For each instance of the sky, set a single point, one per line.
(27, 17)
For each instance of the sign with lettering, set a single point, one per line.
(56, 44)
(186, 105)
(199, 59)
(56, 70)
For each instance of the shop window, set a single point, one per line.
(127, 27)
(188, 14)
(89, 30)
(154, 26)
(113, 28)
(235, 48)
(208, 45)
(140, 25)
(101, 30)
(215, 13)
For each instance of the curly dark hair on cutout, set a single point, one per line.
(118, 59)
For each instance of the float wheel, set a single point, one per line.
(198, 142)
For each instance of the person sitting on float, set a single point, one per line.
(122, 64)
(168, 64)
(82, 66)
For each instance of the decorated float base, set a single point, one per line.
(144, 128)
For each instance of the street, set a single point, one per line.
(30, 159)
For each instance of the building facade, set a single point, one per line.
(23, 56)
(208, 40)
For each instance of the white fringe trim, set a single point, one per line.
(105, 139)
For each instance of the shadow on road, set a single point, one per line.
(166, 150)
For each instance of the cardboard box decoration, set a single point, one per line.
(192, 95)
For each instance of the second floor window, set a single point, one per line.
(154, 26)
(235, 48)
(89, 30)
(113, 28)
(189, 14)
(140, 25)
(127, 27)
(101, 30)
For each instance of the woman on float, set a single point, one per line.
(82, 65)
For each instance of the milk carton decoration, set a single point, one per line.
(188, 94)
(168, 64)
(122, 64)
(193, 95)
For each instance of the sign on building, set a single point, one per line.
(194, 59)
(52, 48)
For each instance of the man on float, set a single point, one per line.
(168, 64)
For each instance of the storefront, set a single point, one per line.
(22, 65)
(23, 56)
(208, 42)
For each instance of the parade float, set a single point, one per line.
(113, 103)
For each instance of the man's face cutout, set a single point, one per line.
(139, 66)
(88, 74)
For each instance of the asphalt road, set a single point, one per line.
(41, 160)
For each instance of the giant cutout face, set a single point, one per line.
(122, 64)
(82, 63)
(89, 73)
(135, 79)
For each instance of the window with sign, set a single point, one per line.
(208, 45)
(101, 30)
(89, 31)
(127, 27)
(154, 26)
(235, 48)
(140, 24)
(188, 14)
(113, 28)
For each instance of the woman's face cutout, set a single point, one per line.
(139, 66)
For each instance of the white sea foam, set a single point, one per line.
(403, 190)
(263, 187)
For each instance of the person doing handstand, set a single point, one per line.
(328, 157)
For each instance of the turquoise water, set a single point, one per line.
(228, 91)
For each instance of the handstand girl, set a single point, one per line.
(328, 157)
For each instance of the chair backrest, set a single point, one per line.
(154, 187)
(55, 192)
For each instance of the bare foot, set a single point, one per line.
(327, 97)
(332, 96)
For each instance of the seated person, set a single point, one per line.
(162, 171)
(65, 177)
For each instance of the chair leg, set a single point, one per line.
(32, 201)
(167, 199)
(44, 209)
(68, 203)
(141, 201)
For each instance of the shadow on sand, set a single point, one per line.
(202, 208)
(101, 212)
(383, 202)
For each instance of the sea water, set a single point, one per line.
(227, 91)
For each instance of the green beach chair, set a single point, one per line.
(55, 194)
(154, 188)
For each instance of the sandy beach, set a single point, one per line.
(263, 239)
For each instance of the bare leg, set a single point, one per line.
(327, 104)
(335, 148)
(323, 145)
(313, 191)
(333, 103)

------------------------------------------------------------

> _Task description_: Each entry above needs to be output exactly.

> _Reply to the exercise_:
For each instance of the sky, set a single point, one per line.
(27, 17)
For each instance of the sign with lettering, set a single point, one per line.
(56, 44)
(186, 105)
(199, 59)
(56, 70)
For each instance of the shop window, set a single point, one per line.
(127, 27)
(188, 14)
(89, 30)
(154, 26)
(113, 28)
(235, 48)
(208, 45)
(140, 25)
(101, 30)
(215, 13)
For each instance of the curly dark hair on cutout, set a single point, one per line.
(118, 59)
For each instance of the float wheel, set a single point, one per line.
(198, 142)
For each instance of the person sitting on float, set a single point, one per line.
(122, 64)
(168, 64)
(82, 66)
For each instance of the decorated float base, set a single point, one per line.
(144, 128)
For each instance of the street, set a single point, one per line.
(30, 159)
For each instance of the building facade, set a single point, one per line.
(23, 56)
(208, 40)
For each instance of the white fringe trim, set a single point, one per line.
(105, 139)
For each instance of the shadow on road, set a single point, one per line.
(166, 150)
For each instance of the cardboard box decoration, set a single point, one per line.
(192, 95)
For each instance of the second floor window, set a single point, one per line.
(154, 26)
(235, 48)
(89, 30)
(113, 28)
(189, 14)
(140, 25)
(127, 27)
(101, 30)
For each instance of the woman on float, set a single point, one per line.
(82, 65)
For each instance of the milk carton decoration, set a single point, one per line.
(188, 94)
(168, 64)
(122, 64)
(193, 95)
For each instance of the sign on building, set a single point, one per line.
(194, 59)
(52, 48)
For each instance of the man on float, set a single point, one per line.
(168, 64)
For each instance of the storefront, set a single point, one per line.
(22, 65)
(23, 56)
(208, 42)
For each instance of the parade float, set a single point, one per line.
(113, 103)
For each instance of the man's face cutout, set a single point, one per line.
(139, 66)
(88, 74)
For each instance of the asphalt road, set a single point, one per line.
(41, 160)
For each instance of the giant cutout face, set a single point, one per line.
(122, 64)
(82, 63)
(89, 73)
(135, 79)
For each instance of the window with sign, set a single point, one per line.
(208, 45)
(101, 30)
(89, 31)
(127, 27)
(154, 26)
(235, 48)
(140, 24)
(188, 14)
(113, 28)
For each instance of the woman's face cutout, set a single point, one per line.
(139, 66)
For each instance of the white sea foam, set a single point, one per line.
(403, 190)
(263, 187)
For each instance of the person doing handstand, set a single point, one per line.
(328, 157)
For each instance of the turquoise water, set a single point, one per line.
(228, 91)
For each instance of the handstand girl, set a single point, one per line.
(328, 157)
For each instance of the chair backrest, set a single point, one per line.
(154, 187)
(55, 192)
For each instance of the bare foot, set a single point, one per line.
(327, 97)
(332, 96)
For each instance of the seated person, set a single point, one per line.
(162, 171)
(65, 177)
For each instance of the chair leg, set a single point, one per line.
(32, 201)
(167, 199)
(44, 209)
(68, 203)
(141, 201)
For each instance of the shadow on sand, set a single point, one per line.
(202, 208)
(101, 212)
(383, 202)
For each instance of the sea water, set a single point, one per line.
(227, 91)
For each instance of the green beach chair, set a single point, one per line.
(55, 194)
(154, 188)
For each instance of the sandy beach, set a single point, one per line.
(263, 239)
For each instance of the bare leg, set a single point, one per line.
(327, 104)
(335, 148)
(323, 145)
(313, 191)
(333, 103)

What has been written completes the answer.